---- Provided entries

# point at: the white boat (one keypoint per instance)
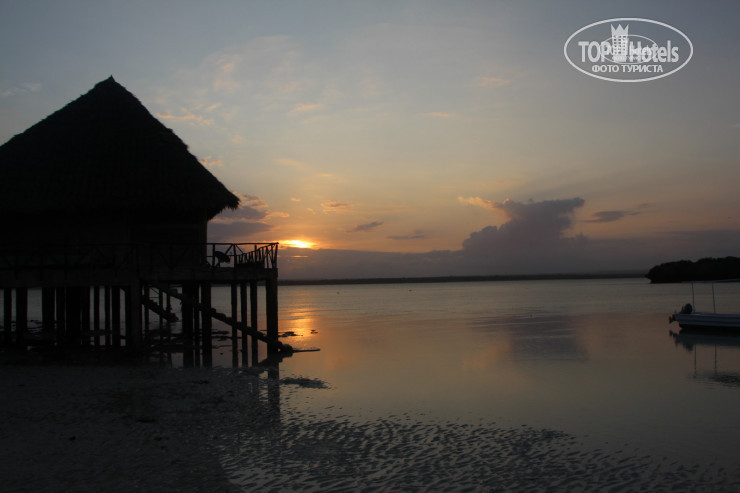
(690, 320)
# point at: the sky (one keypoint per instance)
(414, 138)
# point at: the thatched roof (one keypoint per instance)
(104, 152)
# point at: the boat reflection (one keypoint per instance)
(725, 371)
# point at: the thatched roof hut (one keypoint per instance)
(104, 159)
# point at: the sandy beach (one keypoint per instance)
(108, 428)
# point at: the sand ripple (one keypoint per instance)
(133, 429)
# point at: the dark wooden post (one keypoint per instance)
(134, 340)
(207, 324)
(271, 307)
(85, 314)
(107, 315)
(21, 313)
(115, 313)
(234, 332)
(61, 307)
(146, 296)
(254, 318)
(187, 326)
(8, 314)
(243, 301)
(47, 310)
(72, 312)
(96, 315)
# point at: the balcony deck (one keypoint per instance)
(122, 264)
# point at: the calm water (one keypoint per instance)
(591, 358)
(521, 385)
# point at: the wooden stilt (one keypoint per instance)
(72, 312)
(134, 340)
(8, 315)
(187, 327)
(61, 308)
(146, 295)
(47, 310)
(85, 314)
(244, 314)
(207, 344)
(107, 315)
(21, 313)
(254, 318)
(271, 309)
(234, 331)
(115, 313)
(96, 315)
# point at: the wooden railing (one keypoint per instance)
(244, 254)
(139, 258)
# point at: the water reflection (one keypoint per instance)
(715, 356)
(543, 336)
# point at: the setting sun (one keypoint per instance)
(298, 243)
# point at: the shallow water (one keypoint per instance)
(591, 361)
(506, 386)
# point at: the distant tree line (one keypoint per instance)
(706, 269)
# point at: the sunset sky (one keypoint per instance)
(408, 138)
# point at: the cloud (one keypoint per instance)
(477, 202)
(532, 238)
(609, 216)
(238, 225)
(235, 231)
(187, 117)
(334, 206)
(416, 235)
(438, 114)
(303, 108)
(491, 82)
(208, 162)
(23, 87)
(365, 227)
(284, 161)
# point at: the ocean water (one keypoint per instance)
(591, 360)
(566, 385)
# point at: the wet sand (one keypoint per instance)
(80, 428)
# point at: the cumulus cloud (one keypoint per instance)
(303, 108)
(335, 206)
(609, 216)
(491, 82)
(533, 240)
(187, 116)
(240, 224)
(416, 235)
(477, 202)
(24, 87)
(438, 114)
(209, 162)
(284, 161)
(534, 230)
(360, 228)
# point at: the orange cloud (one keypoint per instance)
(486, 81)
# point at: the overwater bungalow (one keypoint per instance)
(105, 210)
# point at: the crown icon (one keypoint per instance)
(620, 35)
(620, 31)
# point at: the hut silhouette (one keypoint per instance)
(102, 194)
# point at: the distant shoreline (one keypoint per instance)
(441, 279)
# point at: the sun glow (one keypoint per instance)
(298, 243)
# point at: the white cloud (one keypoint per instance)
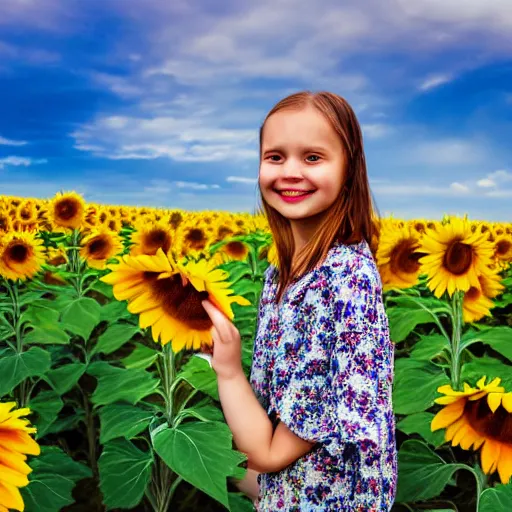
(17, 161)
(459, 188)
(11, 142)
(447, 152)
(434, 81)
(242, 179)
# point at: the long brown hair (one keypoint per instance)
(351, 217)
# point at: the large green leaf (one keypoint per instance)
(114, 337)
(419, 423)
(81, 316)
(422, 474)
(415, 385)
(403, 320)
(123, 420)
(47, 405)
(124, 473)
(44, 320)
(498, 338)
(65, 378)
(121, 384)
(52, 480)
(15, 367)
(496, 499)
(140, 357)
(198, 373)
(429, 347)
(201, 454)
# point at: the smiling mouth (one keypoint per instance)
(294, 194)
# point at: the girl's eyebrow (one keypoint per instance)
(318, 149)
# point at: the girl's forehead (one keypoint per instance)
(299, 129)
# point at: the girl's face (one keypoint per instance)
(300, 151)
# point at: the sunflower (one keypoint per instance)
(479, 417)
(232, 251)
(454, 256)
(503, 248)
(21, 255)
(100, 245)
(67, 211)
(15, 445)
(168, 296)
(149, 237)
(5, 221)
(56, 256)
(397, 257)
(477, 301)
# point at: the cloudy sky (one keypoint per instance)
(159, 102)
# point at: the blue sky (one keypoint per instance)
(159, 102)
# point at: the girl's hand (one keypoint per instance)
(227, 345)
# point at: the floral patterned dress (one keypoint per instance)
(323, 365)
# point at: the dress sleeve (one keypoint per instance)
(335, 351)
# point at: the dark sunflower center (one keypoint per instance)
(497, 425)
(473, 293)
(66, 209)
(175, 219)
(458, 258)
(18, 253)
(236, 249)
(502, 247)
(180, 302)
(155, 239)
(98, 248)
(403, 257)
(196, 238)
(224, 231)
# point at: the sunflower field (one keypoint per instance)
(107, 402)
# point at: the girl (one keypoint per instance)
(316, 419)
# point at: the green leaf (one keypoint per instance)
(44, 321)
(120, 384)
(81, 316)
(419, 423)
(52, 480)
(422, 474)
(67, 422)
(201, 454)
(496, 499)
(124, 473)
(198, 373)
(499, 338)
(205, 412)
(122, 420)
(415, 385)
(141, 357)
(429, 347)
(114, 311)
(15, 368)
(114, 337)
(403, 320)
(65, 378)
(489, 366)
(47, 405)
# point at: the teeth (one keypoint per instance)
(287, 193)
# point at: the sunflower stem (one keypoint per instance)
(456, 336)
(169, 377)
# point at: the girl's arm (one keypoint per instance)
(267, 451)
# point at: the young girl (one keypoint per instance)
(316, 419)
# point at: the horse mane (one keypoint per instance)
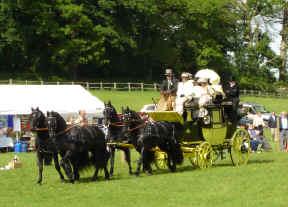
(60, 120)
(114, 112)
(135, 114)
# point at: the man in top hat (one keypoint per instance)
(184, 92)
(168, 92)
(232, 92)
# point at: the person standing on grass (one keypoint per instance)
(283, 130)
(258, 123)
(272, 124)
(168, 92)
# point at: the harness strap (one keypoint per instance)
(137, 127)
(66, 130)
(41, 129)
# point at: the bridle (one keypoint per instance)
(129, 118)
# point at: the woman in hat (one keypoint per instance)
(168, 92)
(184, 92)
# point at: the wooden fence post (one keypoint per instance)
(155, 86)
(129, 87)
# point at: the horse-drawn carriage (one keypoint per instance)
(201, 140)
(205, 141)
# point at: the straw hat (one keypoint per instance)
(202, 80)
(168, 71)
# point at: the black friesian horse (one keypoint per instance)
(114, 124)
(45, 148)
(146, 136)
(83, 146)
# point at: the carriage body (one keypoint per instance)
(203, 142)
(216, 131)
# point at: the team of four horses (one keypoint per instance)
(84, 146)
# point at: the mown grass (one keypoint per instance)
(260, 183)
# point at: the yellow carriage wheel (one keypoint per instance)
(161, 160)
(205, 155)
(240, 147)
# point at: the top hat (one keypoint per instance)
(168, 71)
(232, 78)
(202, 80)
(184, 75)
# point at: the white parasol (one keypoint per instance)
(213, 77)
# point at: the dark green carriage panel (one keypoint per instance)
(192, 132)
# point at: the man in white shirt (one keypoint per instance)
(283, 130)
(184, 92)
(258, 122)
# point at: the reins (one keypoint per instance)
(137, 127)
(42, 129)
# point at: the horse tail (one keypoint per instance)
(178, 154)
(83, 160)
(48, 158)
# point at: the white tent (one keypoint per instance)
(65, 99)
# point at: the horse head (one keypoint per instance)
(36, 119)
(55, 123)
(110, 114)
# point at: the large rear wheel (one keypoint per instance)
(240, 147)
(161, 159)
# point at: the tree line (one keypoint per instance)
(138, 39)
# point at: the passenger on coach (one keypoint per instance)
(81, 120)
(184, 92)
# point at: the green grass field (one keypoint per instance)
(262, 182)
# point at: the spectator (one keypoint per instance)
(283, 130)
(258, 122)
(254, 138)
(272, 124)
(70, 121)
(81, 120)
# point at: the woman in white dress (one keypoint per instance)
(184, 92)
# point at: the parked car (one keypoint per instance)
(148, 108)
(251, 110)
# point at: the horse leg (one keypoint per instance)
(40, 166)
(57, 166)
(128, 159)
(107, 176)
(140, 162)
(65, 163)
(112, 154)
(146, 162)
(173, 166)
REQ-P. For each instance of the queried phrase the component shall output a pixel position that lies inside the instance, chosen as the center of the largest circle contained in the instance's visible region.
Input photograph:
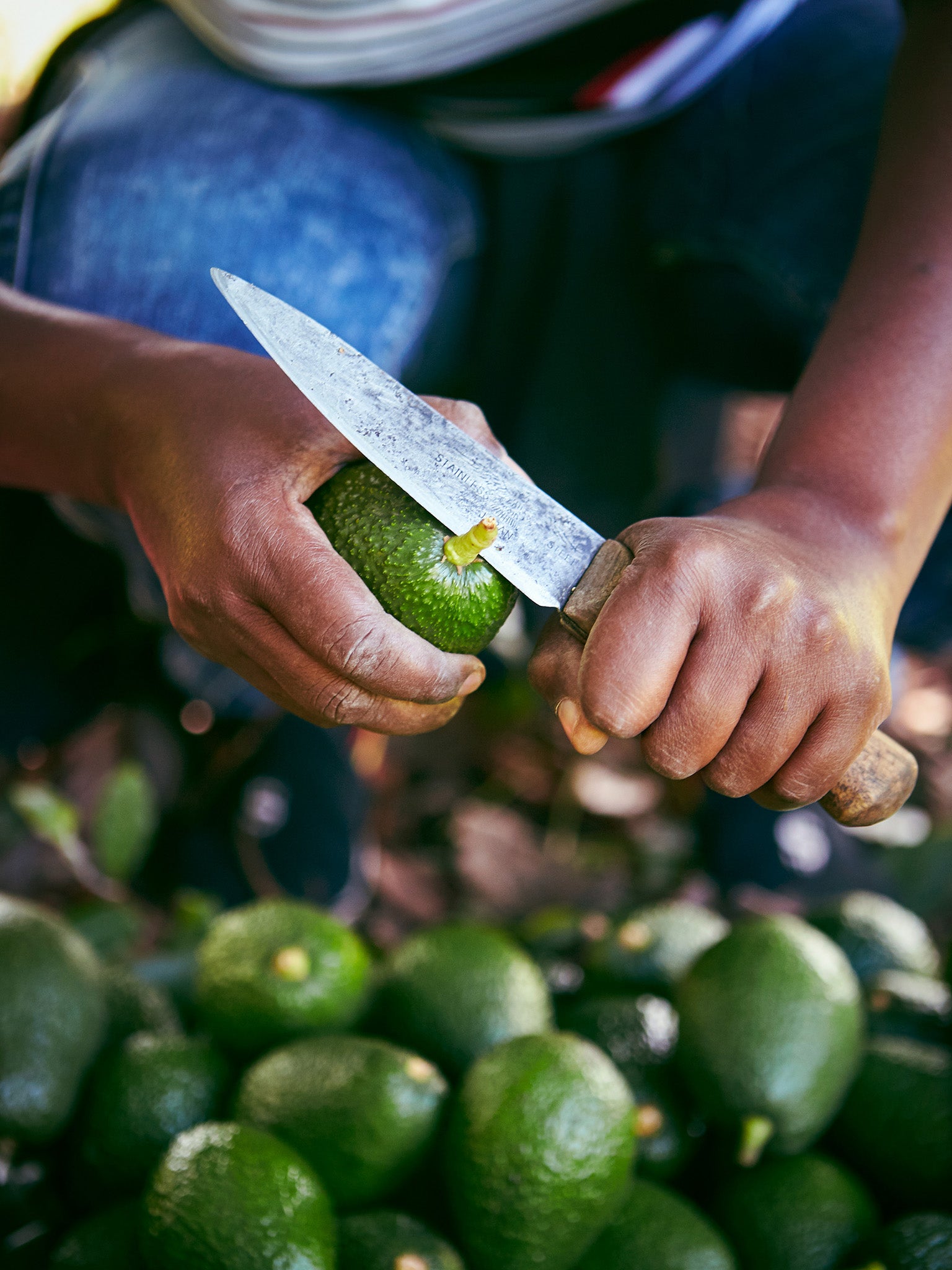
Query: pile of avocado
(769, 1095)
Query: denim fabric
(165, 163)
(712, 246)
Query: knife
(552, 557)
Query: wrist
(843, 538)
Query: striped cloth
(382, 43)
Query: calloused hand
(751, 646)
(215, 454)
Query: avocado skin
(397, 548)
(141, 1095)
(878, 934)
(804, 1213)
(374, 1241)
(640, 1036)
(247, 1008)
(106, 1241)
(455, 991)
(772, 1025)
(229, 1197)
(658, 1230)
(679, 933)
(922, 1241)
(52, 1020)
(895, 1127)
(350, 1106)
(539, 1152)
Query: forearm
(55, 367)
(868, 430)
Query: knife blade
(551, 556)
(542, 549)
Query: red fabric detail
(593, 94)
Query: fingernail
(471, 683)
(586, 739)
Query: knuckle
(614, 719)
(667, 757)
(730, 780)
(799, 786)
(339, 703)
(356, 647)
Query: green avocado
(771, 1033)
(361, 1112)
(654, 948)
(52, 1019)
(229, 1197)
(804, 1213)
(392, 1241)
(278, 969)
(398, 549)
(134, 1005)
(895, 1127)
(922, 1241)
(455, 991)
(878, 934)
(667, 1128)
(141, 1095)
(640, 1036)
(106, 1241)
(658, 1230)
(539, 1152)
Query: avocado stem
(756, 1132)
(464, 549)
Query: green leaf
(46, 813)
(125, 821)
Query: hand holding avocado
(214, 454)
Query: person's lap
(746, 207)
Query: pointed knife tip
(224, 280)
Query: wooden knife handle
(874, 786)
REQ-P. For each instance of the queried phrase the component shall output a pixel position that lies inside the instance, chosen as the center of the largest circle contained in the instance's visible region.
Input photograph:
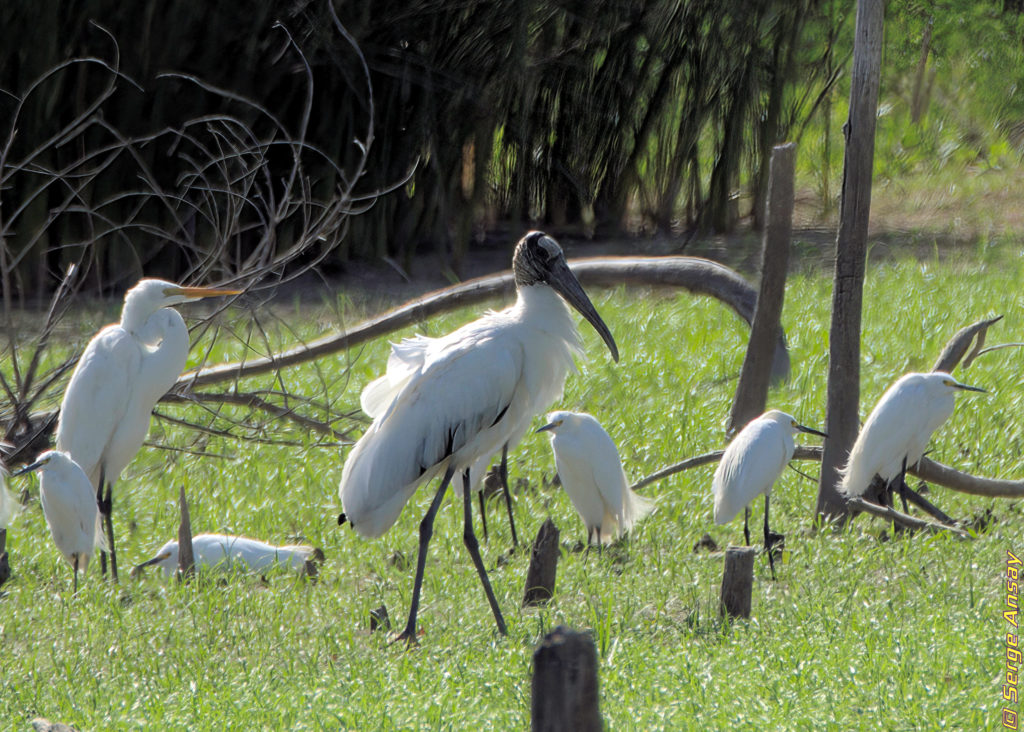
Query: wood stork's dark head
(539, 260)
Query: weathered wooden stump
(564, 688)
(4, 567)
(543, 566)
(41, 725)
(737, 582)
(379, 619)
(186, 562)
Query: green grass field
(857, 633)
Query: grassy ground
(856, 634)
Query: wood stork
(592, 474)
(70, 508)
(896, 434)
(750, 467)
(223, 551)
(446, 403)
(126, 368)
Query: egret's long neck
(165, 340)
(543, 308)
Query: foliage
(858, 632)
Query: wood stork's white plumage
(448, 403)
(897, 432)
(750, 467)
(592, 474)
(126, 368)
(70, 509)
(223, 551)
(406, 359)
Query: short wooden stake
(543, 566)
(564, 688)
(737, 582)
(186, 562)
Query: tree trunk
(851, 248)
(755, 378)
(919, 101)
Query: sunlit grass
(856, 634)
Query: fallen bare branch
(957, 346)
(902, 519)
(927, 469)
(698, 275)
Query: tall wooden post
(851, 252)
(752, 392)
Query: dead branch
(700, 276)
(928, 469)
(961, 342)
(902, 519)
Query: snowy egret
(750, 466)
(219, 550)
(124, 371)
(592, 474)
(896, 433)
(449, 402)
(70, 508)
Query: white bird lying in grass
(896, 433)
(592, 474)
(750, 467)
(223, 551)
(70, 508)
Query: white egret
(896, 434)
(126, 368)
(223, 551)
(592, 474)
(464, 396)
(70, 508)
(750, 466)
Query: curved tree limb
(927, 469)
(961, 342)
(698, 275)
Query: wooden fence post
(564, 688)
(737, 582)
(186, 562)
(755, 377)
(842, 419)
(543, 565)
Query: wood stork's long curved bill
(565, 284)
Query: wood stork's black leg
(504, 475)
(483, 515)
(426, 531)
(469, 539)
(901, 484)
(768, 541)
(109, 506)
(105, 504)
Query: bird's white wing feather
(465, 388)
(97, 397)
(407, 358)
(886, 437)
(750, 467)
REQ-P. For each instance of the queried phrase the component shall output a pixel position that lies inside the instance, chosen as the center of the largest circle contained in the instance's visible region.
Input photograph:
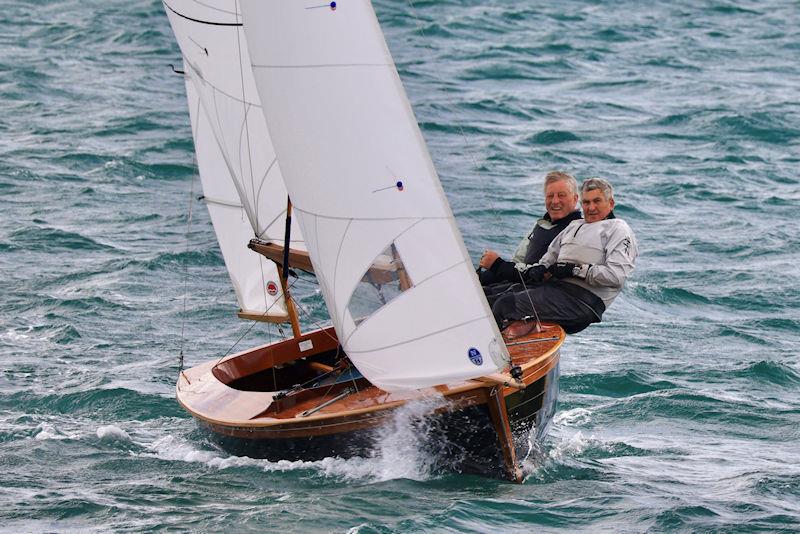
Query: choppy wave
(678, 412)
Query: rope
(186, 276)
(249, 328)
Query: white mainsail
(241, 179)
(393, 269)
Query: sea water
(680, 412)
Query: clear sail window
(385, 279)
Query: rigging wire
(249, 328)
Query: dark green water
(680, 412)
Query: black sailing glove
(535, 273)
(567, 270)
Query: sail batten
(393, 270)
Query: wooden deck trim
(532, 371)
(263, 318)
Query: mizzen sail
(241, 178)
(392, 266)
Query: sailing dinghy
(302, 99)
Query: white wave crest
(48, 431)
(574, 417)
(112, 433)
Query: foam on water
(112, 433)
(679, 412)
(399, 451)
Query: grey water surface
(680, 412)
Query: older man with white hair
(580, 275)
(560, 202)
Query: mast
(283, 270)
(394, 272)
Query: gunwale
(230, 401)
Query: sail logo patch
(272, 288)
(475, 356)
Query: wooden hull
(481, 427)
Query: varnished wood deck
(202, 390)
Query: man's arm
(620, 255)
(621, 252)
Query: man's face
(559, 200)
(595, 206)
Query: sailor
(581, 273)
(560, 200)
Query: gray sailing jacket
(607, 247)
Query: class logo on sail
(475, 356)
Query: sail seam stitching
(199, 21)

--------

● **What is expected**
Return the lines above, from the one containing "Query: rope" to the end, exactly as they stand.

● **Completed exercise**
Query: rope
(186, 276)
(249, 328)
Query: white mainsail
(241, 179)
(393, 269)
Query: sea water
(680, 412)
Query: clear sail window
(385, 279)
Query: rigging wire
(249, 328)
Query: dark green water
(680, 412)
Query: black sailing glove
(535, 273)
(567, 270)
Query: sail batten
(393, 270)
Query: wooden deck trim
(532, 371)
(263, 318)
Query: mizzen sail
(241, 178)
(392, 266)
Query: sailing dinghy
(302, 99)
Query: white wave crest
(48, 431)
(574, 417)
(112, 433)
Query: foam on water
(112, 433)
(679, 412)
(399, 451)
Query: grey water surface
(680, 412)
Query: older man with white hair
(580, 275)
(560, 202)
Query: mast
(283, 270)
(394, 272)
Query: gunwale
(230, 401)
Query: sail logo patch
(272, 288)
(475, 356)
Query: wooden hull
(481, 427)
Query: varnished wood deck
(202, 390)
Query: man's arm
(620, 255)
(621, 252)
Query: man's face
(559, 200)
(595, 206)
Query: sailor
(581, 273)
(560, 200)
Query: gray sailing jacket
(607, 247)
Query: class logo on sail
(475, 356)
Query: sail seam stitching
(199, 21)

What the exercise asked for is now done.